## INSTRUCTION 1
In the excerpted text below, what is the only thing incognito mode ensures, according to the researchers?

## EXCERPTED TEXT
Jack enables “incognito” mode in his browser, assuming his actions are now private. He pulls up a site and scrolls past a small link to a privacy policy. Assuming a site with a privacy policy will protect his personal information, Jack clicks on a video.

“What Jack does not know is that incognito mode only ensures his browsing history is not stored on his computer. The sites he visits, as well as any third-party trackers, may observe and record his online actions,” the researchers noted.

These third-parties may even infer Jack’s sexual interests from the URLs of the sites he accesses. They might also use what they have decided about these interests for marketing or building a consumer profile. They may even sell the data.

Jack has no idea these third-party data transfers are occurring as he browses videos.

“His assumption that porn websites will protect his information, along with the reassurance of the ‘incognito’ mode icon on his screen, provide Jack a fundamentally misleading sense of privacy as he consumes porn online,” wrote the researchers.

The above hypothetical scenario occurs frequently in reality and is indicative of the widespread data leakage and tracking that can occur on porn sites, they added.

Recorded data
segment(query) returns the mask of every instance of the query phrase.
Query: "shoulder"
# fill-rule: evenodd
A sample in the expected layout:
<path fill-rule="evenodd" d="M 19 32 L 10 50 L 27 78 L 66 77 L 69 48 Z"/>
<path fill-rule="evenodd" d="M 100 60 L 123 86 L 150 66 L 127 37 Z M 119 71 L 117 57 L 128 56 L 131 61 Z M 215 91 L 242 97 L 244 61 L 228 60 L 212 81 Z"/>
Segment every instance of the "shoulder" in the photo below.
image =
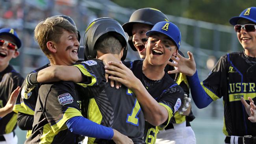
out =
<path fill-rule="evenodd" d="M 42 70 L 42 69 L 44 69 L 45 68 L 46 68 L 47 67 L 49 66 L 50 66 L 50 65 L 49 63 L 47 64 L 46 65 L 45 65 L 44 66 L 43 66 L 42 67 L 40 67 L 40 68 L 38 68 L 36 69 L 35 70 L 32 71 L 30 73 L 34 73 L 34 72 L 38 72 L 39 71 L 39 70 Z"/>
<path fill-rule="evenodd" d="M 11 66 L 9 66 L 9 70 L 4 75 L 4 76 L 6 77 L 6 78 L 9 78 L 15 81 L 15 82 L 16 81 L 23 81 L 24 80 L 21 75 Z"/>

## INSTRUCTION 2
Rewrite the recorded data above, swapping the word "shoulder" for "elbow" everywhere it appears and keeping everything else the same. Leave the pictures out of your answer.

## FINAL RESULT 1
It ensures that Jack's browsing history is not stored on his computer.

## FINAL RESULT 2
segment(query) returns the mask of every instance of the query phrase.
Query: "elbow"
# fill-rule: evenodd
A sample in the expected layout:
<path fill-rule="evenodd" d="M 19 32 L 10 50 L 27 78 L 66 77 L 69 48 Z"/>
<path fill-rule="evenodd" d="M 100 60 L 123 86 L 150 66 L 127 37 Z M 119 71 L 117 57 L 128 56 L 131 61 Z M 215 91 L 242 97 L 244 61 L 228 60 L 212 81 Z"/>
Segment every instance of the "elbow" in the photo below.
image =
out =
<path fill-rule="evenodd" d="M 42 70 L 42 69 L 44 69 L 45 68 L 46 68 L 47 67 L 49 66 L 50 66 L 50 65 L 49 63 L 47 64 L 46 65 L 45 65 L 44 66 L 43 66 L 42 67 L 40 67 L 40 68 L 38 68 L 36 69 L 35 70 L 32 71 L 30 73 L 34 73 L 34 72 L 38 72 L 39 71 L 39 70 Z"/>
<path fill-rule="evenodd" d="M 11 66 L 9 66 L 9 70 L 4 75 L 4 76 L 6 77 L 6 78 L 9 78 L 15 81 L 15 82 L 16 81 L 23 81 L 24 80 L 21 75 Z"/>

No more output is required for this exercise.